* TASK GOAL:
Give back only the lines in the records below from the one with "Target: blue sky" to the one with "the whale mouth", both inclusive, word for word.

* EXTRACTED ENTRIES:
══════
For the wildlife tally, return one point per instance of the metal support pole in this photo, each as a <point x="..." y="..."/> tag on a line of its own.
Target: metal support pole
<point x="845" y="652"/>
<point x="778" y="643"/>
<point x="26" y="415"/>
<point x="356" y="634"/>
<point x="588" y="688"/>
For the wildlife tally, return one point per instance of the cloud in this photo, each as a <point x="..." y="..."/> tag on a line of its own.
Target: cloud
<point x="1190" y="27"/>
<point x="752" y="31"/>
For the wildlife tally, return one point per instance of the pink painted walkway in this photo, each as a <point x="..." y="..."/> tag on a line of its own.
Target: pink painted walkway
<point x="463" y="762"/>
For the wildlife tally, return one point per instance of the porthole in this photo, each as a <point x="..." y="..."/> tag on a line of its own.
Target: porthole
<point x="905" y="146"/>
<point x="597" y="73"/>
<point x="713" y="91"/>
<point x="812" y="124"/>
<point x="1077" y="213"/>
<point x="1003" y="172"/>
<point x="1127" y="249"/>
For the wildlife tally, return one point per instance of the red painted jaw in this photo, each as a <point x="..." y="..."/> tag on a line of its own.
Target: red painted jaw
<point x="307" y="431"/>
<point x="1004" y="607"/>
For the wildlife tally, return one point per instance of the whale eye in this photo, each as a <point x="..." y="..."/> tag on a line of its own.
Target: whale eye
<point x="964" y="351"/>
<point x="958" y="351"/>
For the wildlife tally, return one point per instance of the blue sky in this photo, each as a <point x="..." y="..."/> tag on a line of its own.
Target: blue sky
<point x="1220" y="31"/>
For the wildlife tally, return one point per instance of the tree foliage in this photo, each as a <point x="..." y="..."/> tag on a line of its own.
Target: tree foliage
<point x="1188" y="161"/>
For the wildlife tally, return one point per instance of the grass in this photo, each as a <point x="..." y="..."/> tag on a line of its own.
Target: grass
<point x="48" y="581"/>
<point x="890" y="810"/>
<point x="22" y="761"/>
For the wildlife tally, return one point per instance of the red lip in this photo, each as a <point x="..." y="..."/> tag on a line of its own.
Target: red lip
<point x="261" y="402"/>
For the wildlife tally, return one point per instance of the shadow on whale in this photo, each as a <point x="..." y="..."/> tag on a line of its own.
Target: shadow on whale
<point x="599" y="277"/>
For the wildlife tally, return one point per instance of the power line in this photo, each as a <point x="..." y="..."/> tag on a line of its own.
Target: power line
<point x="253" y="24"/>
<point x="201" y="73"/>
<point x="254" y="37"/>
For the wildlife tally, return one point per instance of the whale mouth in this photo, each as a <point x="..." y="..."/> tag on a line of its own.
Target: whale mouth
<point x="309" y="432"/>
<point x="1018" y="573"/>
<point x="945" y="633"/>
══════
* TASK ANSWER:
Target: blue sky
<point x="1220" y="31"/>
For the wildlife tally, return one point per instance of the tree foliage in this photo, each as a <point x="..." y="..."/> tag on a line of its own.
Target: tree foliage
<point x="1188" y="161"/>
For the wildlife tally, return one point per instance of the grass in this photo, each as a <point x="..." y="..."/> tag on a line of its own.
Target: grass
<point x="48" y="581"/>
<point x="890" y="810"/>
<point x="22" y="761"/>
For the wildlife tally, return one point per instance of the red lip in this photo, each as a <point x="..." y="..."/> tag on a line of its own.
Target: red lip
<point x="261" y="402"/>
For the wildlife tally, return one point per instance of the shadow on whale in this photo, each as a <point x="..." y="..."/> tag on a line of its own.
Target: shadow on whale
<point x="599" y="277"/>
For the wildlife tally, return one point per instance of the power line in this photo, each as a <point x="..." y="..."/> tag on a line of its own.
Target: power line
<point x="253" y="24"/>
<point x="201" y="73"/>
<point x="254" y="37"/>
For the wildlife tally, return one point per instance of the whale mouth in this photo, each as a <point x="..." y="..."/> tag on a line of its own.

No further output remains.